* **EXERCISE GOAL**:
Copy every line of the data below that contains the string "field", and leave out every other line. Match case exactly.

* **DATA IN THIS EXERCISE**:
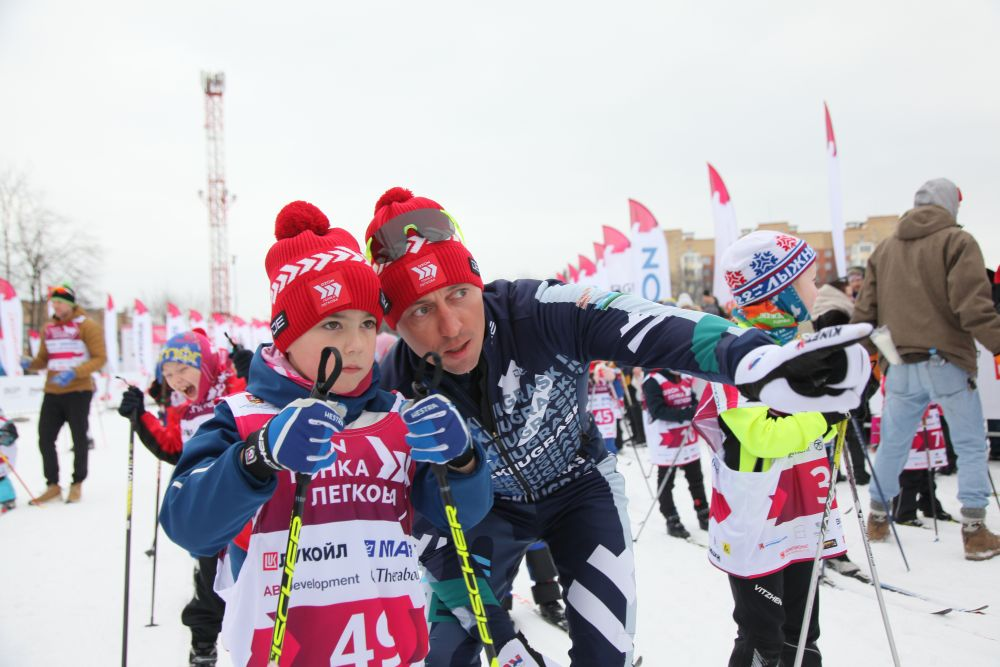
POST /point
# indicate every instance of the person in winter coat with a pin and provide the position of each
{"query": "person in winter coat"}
(72, 348)
(668, 402)
(771, 473)
(515, 356)
(926, 283)
(356, 597)
(199, 376)
(8, 450)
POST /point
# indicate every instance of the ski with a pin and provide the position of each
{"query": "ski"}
(920, 596)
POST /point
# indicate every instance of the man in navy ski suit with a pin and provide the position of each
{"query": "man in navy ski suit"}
(515, 356)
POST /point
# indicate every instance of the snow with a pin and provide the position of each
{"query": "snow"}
(63, 578)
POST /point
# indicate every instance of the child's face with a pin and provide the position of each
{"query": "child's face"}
(182, 378)
(805, 286)
(353, 333)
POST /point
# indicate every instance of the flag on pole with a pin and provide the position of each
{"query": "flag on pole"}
(726, 232)
(111, 336)
(618, 261)
(176, 322)
(142, 336)
(836, 197)
(587, 270)
(11, 329)
(196, 321)
(574, 274)
(651, 262)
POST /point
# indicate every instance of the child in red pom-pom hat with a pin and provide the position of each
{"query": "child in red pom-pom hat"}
(358, 444)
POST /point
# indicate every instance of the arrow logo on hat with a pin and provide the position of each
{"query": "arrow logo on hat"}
(328, 290)
(427, 272)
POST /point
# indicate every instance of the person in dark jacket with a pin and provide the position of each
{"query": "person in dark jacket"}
(515, 356)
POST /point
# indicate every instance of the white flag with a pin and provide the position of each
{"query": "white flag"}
(836, 197)
(649, 254)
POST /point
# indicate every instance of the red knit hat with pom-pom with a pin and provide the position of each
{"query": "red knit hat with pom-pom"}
(426, 266)
(315, 270)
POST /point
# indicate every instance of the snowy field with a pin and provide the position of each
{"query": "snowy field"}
(63, 572)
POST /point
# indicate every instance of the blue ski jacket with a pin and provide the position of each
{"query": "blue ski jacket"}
(211, 496)
(531, 418)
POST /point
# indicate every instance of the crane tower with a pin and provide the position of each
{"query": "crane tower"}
(217, 196)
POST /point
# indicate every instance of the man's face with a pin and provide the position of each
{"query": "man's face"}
(61, 309)
(449, 321)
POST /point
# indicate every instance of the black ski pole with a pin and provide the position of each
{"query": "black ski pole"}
(878, 485)
(162, 409)
(320, 389)
(478, 608)
(128, 535)
(931, 498)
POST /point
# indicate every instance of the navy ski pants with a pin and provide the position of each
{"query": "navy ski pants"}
(586, 527)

* **RESULT OF THE EXERCISE**:
# indicate every instance of the snowy field with a pin and provide the position of each
{"query": "snowy field"}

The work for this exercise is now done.